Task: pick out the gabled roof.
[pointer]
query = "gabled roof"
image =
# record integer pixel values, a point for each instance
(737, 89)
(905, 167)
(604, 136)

▸ Exercise brief
In full and without deviation, reproduce the entries above.

▸ Answer to the exercise
Task: pick out the gabled roof.
[pointer]
query = "gabled roof"
image =
# record integer pixel values, a point for each instance
(737, 89)
(905, 167)
(604, 136)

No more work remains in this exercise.